TASK INPUTS
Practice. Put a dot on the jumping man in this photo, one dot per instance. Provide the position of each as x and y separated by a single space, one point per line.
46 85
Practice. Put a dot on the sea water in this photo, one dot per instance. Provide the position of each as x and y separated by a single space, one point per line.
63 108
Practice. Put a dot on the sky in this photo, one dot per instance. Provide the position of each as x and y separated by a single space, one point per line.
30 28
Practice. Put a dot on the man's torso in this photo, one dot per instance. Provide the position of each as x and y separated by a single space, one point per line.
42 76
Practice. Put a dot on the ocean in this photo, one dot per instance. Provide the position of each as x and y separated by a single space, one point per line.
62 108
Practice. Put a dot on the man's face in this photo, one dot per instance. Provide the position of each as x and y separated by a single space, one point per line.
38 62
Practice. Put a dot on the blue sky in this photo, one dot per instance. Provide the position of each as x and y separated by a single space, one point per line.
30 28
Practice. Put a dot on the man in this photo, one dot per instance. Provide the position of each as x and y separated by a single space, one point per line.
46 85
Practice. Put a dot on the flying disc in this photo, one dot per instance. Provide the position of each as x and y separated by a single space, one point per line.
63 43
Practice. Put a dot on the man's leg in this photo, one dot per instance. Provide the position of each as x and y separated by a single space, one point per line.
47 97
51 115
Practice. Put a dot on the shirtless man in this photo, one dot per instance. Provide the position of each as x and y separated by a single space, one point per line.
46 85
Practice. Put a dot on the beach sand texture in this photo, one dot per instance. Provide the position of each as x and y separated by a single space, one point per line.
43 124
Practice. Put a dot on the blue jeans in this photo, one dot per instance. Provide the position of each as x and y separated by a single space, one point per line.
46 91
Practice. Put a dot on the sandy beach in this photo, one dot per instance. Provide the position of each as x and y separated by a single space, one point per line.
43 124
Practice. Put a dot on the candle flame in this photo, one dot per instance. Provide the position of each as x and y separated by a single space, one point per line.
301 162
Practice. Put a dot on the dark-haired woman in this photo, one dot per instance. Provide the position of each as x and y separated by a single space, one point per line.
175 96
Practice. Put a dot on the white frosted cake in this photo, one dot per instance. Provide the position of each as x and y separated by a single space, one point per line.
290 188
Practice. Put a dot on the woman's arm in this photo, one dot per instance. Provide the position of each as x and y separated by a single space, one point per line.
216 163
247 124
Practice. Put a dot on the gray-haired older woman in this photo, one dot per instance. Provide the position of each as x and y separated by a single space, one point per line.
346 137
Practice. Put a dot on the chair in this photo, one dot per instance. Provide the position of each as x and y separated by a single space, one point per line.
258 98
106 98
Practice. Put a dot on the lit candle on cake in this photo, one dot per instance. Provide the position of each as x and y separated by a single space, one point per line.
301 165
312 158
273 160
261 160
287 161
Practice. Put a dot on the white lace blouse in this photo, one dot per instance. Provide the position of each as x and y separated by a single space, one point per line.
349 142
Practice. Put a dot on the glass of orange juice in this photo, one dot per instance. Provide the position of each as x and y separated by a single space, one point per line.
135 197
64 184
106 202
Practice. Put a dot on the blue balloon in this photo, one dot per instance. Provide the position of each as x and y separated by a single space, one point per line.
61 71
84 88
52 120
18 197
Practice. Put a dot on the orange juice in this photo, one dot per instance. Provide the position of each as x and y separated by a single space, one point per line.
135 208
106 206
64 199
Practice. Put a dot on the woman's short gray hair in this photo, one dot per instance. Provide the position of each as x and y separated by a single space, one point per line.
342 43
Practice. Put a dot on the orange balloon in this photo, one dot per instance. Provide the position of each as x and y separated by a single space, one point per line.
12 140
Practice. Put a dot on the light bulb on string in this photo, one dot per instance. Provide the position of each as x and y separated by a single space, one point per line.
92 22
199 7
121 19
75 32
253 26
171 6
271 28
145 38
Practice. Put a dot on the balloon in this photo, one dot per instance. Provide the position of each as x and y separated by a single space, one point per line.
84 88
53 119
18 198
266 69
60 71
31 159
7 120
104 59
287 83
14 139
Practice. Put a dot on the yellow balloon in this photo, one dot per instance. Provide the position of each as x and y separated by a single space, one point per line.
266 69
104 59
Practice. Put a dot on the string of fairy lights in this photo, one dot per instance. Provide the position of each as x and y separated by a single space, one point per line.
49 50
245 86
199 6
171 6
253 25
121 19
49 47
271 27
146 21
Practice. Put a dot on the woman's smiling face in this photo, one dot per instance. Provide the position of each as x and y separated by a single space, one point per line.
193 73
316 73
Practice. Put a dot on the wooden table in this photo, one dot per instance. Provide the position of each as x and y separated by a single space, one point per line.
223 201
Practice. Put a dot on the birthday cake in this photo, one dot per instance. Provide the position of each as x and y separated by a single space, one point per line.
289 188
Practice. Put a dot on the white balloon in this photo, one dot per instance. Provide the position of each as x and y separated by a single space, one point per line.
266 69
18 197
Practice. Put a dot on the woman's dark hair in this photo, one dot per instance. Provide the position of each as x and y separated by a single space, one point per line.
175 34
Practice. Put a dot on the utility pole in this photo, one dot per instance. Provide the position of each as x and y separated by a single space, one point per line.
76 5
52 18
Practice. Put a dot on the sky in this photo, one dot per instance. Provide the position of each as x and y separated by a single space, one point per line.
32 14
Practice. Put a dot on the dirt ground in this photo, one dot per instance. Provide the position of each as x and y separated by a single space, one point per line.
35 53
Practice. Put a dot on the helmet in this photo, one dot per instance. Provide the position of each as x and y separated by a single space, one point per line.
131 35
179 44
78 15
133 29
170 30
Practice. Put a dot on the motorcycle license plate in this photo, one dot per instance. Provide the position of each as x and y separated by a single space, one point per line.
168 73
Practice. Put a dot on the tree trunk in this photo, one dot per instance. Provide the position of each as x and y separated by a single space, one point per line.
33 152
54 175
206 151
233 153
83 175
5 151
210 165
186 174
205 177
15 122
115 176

REQUIREMENTS
Return all of the above records exactly, leaving no line out.

RESULT BELOW
Practice. Put a dot on the jumping man in this photo, one dot per instance. Provide the position of each as x and y separated by a single space, one point per line.
46 85
Practice. Put a dot on the sea water in this photo, one dot per instance. Provide the position of each as x and y separated by a single space, one point per line.
63 108
Practice. Put a dot on the sky in this photo, one dot per instance. Provide the position of each as x and y separated by a single space, one point per line.
30 28
Practice. Put a dot on the man's torso in this photo, one dot per instance. Provide the position of each as x and y separated by a single space, one point per line.
42 76
Practice. Put a dot on the ocean in this photo, one dot per instance. Provide the position of each as x and y separated by a single space, one point per line.
62 108
Practice. Put a dot on the man's face in this photo, one dot per instance. Provide the position of each as x and y separated by a single space, one point per line.
38 62
Practice. Put a dot on the blue sky in this photo, one dot per instance. Provide the position of each as x and y separated by a single space, one point per line.
30 28
Practice. Put a dot on the man in this photo, one dot per instance. Provide the position of each as x and y separated by a single space, one point per line.
46 85
Practice. Put a dot on the flying disc in this photo, one dot per instance. Provide the position of each as x and y separated by a single space, one point per line.
63 43
Practice. Put a dot on the man's leg in this photo, one dot per instance. Provide the position of each as x and y separated by a single space, one point per line.
47 97
51 115
Practice. Put a dot on the shirtless man in this photo, one dot per instance. Provide the position of each as x and y separated by a single space, one point per line.
46 85
Practice. Put a dot on the beach sand texture in this photo, one dot per instance. Provide the position of each as x and y separated by a single space, one point per line.
43 124
Practice. Put a dot on the blue jeans in this photo, one dot per instance. Provide the position of each as x and y separated by a single space, one point per line.
46 91
Practice. Put a dot on the sandy beach in this photo, one dot per instance. Provide the position of each as x and y separated by a single space, one point per line.
43 124
Practice. Put a dot on the candle flame in this photo, one dot per instance. Provide the position of each as x and y separated by a single space, one point per line.
301 162
Practice. Put a dot on the dark-haired woman in this photo, one dot per instance. Provide the position of each as x and y separated by a single space, one point per line.
175 96
Practice. Put a dot on the white frosted cake in this photo, one dot per instance. Provide the position of each as x and y separated by a single space, one point per line.
290 188
Practice. Put a dot on the woman's arm in this photo, one dot per instance. Provide the position of each as x and y separated by a single space, one point per line.
216 163
247 124
Practice. Put a dot on the gray-haired older woman in this photo, one dot per instance. Provide the position of each as x and y separated by a single space, one point per line.
346 137
Practice. Put a dot on the chair in this photo, one dot per instance. Provide the position of each as x and y separated by a single space, one point per line.
258 98
106 98
Practice. Put a dot on the lit candle on cake in this photo, one dot per instance. Provide the position of each as x and y separated by a single space, one point per line.
301 165
312 158
273 160
261 160
287 161
Practice. Put a dot on the white lace blouse in this photo, one dot per instance. Provide the position of each as x and y separated by a single space, one point per line.
349 142
Practice. Put a dot on the glass of orange juice in this photo, one dot per instance. Provide the position of each as x and y separated by a single space, one point per line.
135 197
64 184
106 202
Practice. Put a dot on the blue balloon in this photo, one dot per instance. Provide the position of each as x and y separated by a single space, one point per line.
61 71
84 88
52 120
18 197
Practice. Put a dot on the orange juice in this photo, one dot per instance. Provide the position of each as x and y separated by a single space, one point per line.
135 208
106 206
64 199
Practice. Put a dot on the woman's short gray hair in this photo, one dot per instance. Provide the position of each as x and y separated by a single space, one point per line.
342 43
Practice. Put a dot on the orange balloon in this photo, one dot per instance. Provide the position of each as x and y separated by a single space, one point per line.
12 140
Practice. Put a dot on the light bulb on string in this photo, one dot per instance. Provide the position of each as x and y separated by a single space, one point per line.
92 22
199 7
121 19
75 32
253 26
171 6
271 28
145 38
Practice. Put a dot on the balloon in this photo, one dot per instance. Provide the position of each as x and y separated by a single space, one point per line.
84 88
53 119
18 198
266 69
60 71
31 159
7 120
104 59
287 83
14 139
Practice. Put a dot on the yellow balloon in this photo, one dot per instance. Provide the position of each as x and y separated by a single space, one point per line.
266 69
104 59
Practice. Put a dot on the string of fairy lights in this photo, one dot per instance. Provide the position of each as x and y separated by a single space, one point per line.
49 50
245 86
199 6
171 6
253 25
121 19
49 47
271 27
146 21
Practice. Put a dot on the woman's smiling face in this photo, one dot per instance. Provide the position of each as x and y separated by a single space, one point per line.
193 73
316 73
Practice. Put a dot on the wooden table in this photo, one dot per instance. Provide the position of each as x and y separated by a single space, one point per line.
223 201
Practice. Put a dot on the birthday cake in this photo, one dot per instance. Provide the position of each as x and y separated by a single space, one point per line.
289 188
Practice. Put a dot on the white balloon in this photo, one dot per instance. Provide the position of each as x and y separated by a single space, one point per line.
266 69
18 197
Practice. Put a dot on the woman's dark hair in this photo, one dot per instance. Provide the position of each as x and y separated by a single space, one point per line.
175 34
Practice. Put a dot on the utility pole in this photo, one dot per instance. Provide the position of each as x and y separated by a single space, one point per line.
76 5
52 18
Practice. Put a dot on the sky in this photo, one dot per instance. Provide the position of each as x and y separated by a single space, one point per line.
32 14
Practice. Put a dot on the dirt ground in this photo, one dot per instance. Provide the position of each as x and y separated by a single space, one point per line.
35 53
Practice. Put a dot on the helmet in this photo, one dot per instance. Provide the position of each as x and y separated by a single space, one point per line.
131 35
179 44
78 15
133 29
170 30
Practice. Put a dot on the motorcycle license plate in this photo, one dot per instance. Provide the position of each as x and y separated by a single space, one point per line.
168 73
Practice. Put a dot on the tree trunk in this photo, one dot per instance. Provide the position of each as x and y separated by a single space, one point per line.
33 152
54 175
206 151
233 153
83 175
5 151
210 165
186 174
205 177
15 122
115 176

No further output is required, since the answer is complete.